* [WHAT THE TASK REQUIRES]:
Count how many lines of the data below contain the word "vest". Give only the number.

* [DATA SECTION]:
● ● ●

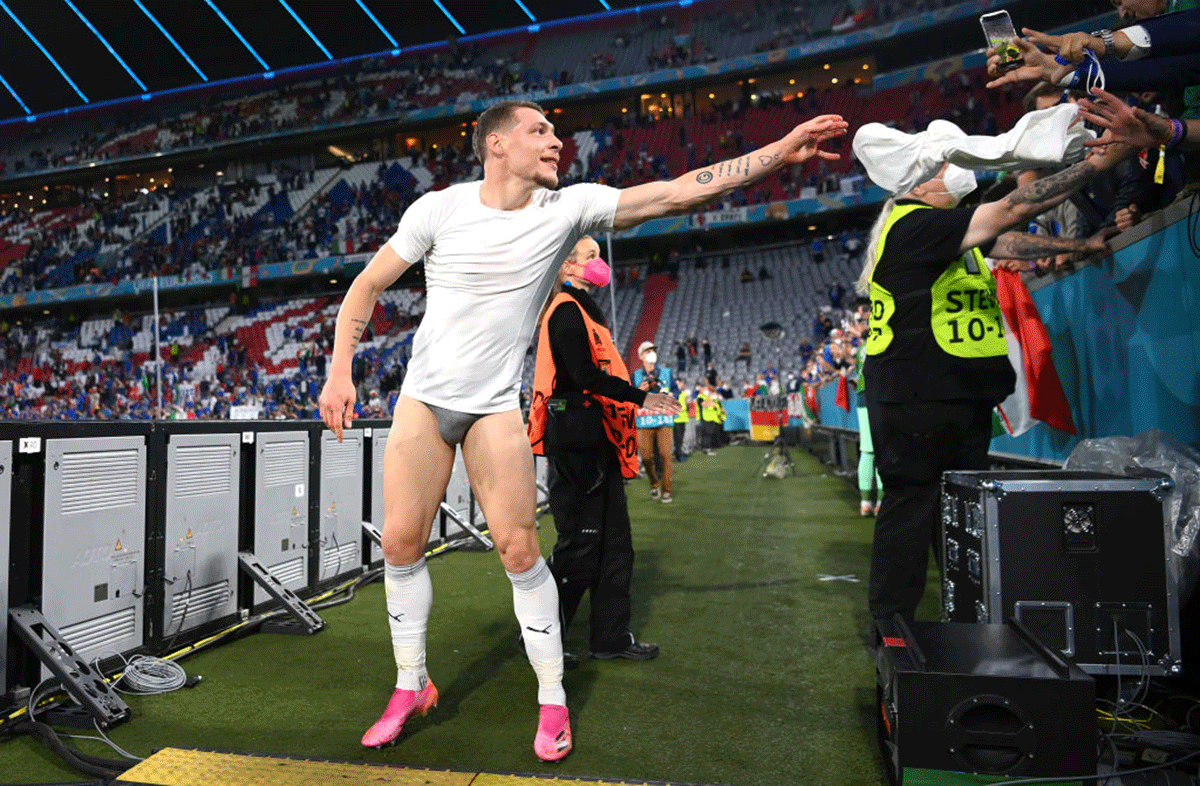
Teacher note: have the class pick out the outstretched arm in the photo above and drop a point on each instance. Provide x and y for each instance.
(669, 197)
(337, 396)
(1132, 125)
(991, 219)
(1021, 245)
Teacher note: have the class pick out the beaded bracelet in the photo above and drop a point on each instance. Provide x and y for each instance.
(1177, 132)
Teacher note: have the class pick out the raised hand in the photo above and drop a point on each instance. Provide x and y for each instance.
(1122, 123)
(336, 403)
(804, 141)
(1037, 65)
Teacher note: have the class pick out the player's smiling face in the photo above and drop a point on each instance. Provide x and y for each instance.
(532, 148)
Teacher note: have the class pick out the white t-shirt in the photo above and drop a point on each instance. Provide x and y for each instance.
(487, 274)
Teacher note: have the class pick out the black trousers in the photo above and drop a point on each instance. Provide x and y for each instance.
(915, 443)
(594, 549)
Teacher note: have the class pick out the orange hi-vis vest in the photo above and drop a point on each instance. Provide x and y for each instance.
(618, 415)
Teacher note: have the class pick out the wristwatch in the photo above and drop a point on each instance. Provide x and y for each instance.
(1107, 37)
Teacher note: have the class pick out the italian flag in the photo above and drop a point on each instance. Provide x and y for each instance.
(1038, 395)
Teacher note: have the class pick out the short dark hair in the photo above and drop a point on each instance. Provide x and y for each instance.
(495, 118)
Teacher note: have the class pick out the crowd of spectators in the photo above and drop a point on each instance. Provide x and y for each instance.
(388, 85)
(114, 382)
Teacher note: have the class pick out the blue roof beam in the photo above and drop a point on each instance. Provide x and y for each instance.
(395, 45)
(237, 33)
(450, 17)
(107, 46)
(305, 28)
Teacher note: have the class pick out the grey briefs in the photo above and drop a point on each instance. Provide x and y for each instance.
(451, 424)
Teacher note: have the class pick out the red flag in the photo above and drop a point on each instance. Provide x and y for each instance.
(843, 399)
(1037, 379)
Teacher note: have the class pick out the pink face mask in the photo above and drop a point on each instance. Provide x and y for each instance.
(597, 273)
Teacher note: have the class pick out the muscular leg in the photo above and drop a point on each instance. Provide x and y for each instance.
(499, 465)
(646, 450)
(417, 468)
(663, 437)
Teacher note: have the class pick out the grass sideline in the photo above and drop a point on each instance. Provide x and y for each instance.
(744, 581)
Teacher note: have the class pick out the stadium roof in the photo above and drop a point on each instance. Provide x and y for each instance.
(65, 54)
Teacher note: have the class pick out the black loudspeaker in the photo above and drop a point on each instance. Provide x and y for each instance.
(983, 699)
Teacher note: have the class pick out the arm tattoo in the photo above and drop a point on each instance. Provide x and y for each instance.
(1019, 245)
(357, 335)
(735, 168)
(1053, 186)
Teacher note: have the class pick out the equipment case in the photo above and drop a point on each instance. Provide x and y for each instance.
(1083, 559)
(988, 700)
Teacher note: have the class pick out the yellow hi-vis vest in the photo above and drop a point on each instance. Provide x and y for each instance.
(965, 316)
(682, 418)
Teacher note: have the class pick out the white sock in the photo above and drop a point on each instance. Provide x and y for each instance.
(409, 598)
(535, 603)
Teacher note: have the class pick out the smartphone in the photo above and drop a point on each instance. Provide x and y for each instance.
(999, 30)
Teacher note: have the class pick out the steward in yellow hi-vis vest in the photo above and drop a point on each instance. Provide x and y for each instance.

● ● ●

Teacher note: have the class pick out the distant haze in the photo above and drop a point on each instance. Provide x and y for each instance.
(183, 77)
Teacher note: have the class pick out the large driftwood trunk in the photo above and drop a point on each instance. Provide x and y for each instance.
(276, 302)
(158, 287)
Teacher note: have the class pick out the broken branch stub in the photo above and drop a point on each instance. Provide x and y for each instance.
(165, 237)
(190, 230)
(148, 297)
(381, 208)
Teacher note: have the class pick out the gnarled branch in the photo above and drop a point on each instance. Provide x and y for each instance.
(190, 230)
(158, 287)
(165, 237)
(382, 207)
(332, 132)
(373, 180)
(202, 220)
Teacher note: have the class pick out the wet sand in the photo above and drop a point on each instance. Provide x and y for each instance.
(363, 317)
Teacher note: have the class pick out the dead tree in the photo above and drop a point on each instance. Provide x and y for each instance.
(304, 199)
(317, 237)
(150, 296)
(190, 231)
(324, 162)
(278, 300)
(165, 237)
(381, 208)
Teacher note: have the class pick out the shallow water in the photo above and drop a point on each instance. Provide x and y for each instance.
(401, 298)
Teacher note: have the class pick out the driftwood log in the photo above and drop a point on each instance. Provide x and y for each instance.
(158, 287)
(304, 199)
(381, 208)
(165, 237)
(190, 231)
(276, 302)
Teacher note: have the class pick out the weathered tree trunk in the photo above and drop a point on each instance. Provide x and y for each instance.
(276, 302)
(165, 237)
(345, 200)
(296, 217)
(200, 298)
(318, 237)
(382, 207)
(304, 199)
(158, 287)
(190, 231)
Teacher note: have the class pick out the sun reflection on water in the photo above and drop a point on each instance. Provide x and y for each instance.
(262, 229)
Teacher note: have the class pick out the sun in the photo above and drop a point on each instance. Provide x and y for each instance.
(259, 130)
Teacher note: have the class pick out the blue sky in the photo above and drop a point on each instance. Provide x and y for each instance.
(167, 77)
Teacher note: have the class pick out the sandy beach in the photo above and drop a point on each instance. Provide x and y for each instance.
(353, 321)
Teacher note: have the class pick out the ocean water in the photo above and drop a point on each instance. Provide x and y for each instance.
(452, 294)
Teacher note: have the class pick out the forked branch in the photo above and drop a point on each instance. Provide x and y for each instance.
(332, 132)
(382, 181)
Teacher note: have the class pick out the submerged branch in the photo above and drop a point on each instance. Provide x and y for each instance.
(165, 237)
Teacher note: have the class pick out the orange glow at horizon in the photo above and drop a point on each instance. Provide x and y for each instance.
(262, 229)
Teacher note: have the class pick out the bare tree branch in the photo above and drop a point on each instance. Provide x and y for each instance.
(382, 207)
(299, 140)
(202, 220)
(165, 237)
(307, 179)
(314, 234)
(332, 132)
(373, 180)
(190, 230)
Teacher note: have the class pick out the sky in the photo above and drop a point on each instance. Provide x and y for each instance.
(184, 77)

● ● ●

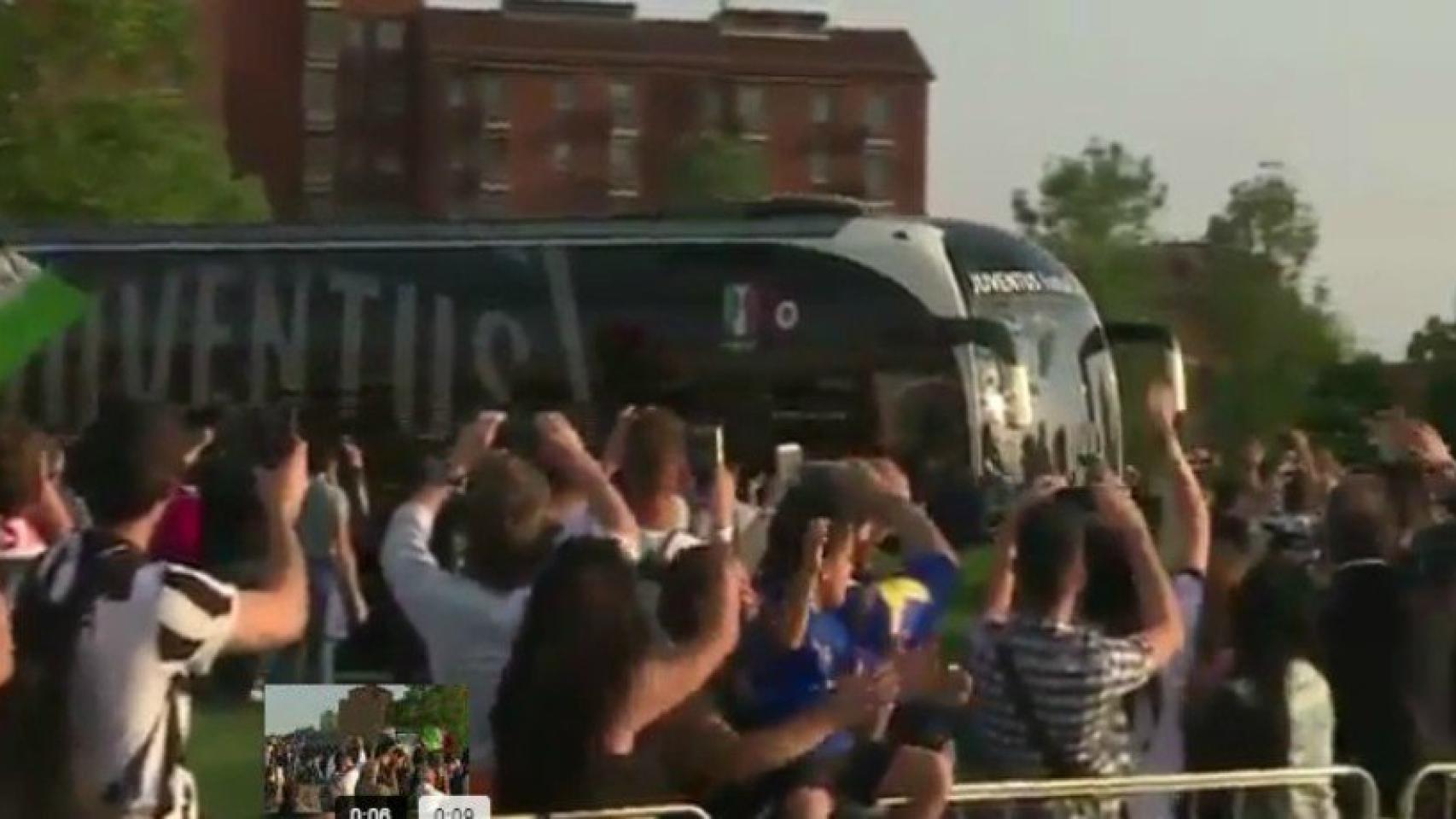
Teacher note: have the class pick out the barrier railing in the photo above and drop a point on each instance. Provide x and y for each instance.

● ● ●

* [EXERCISE SOLUTION]:
3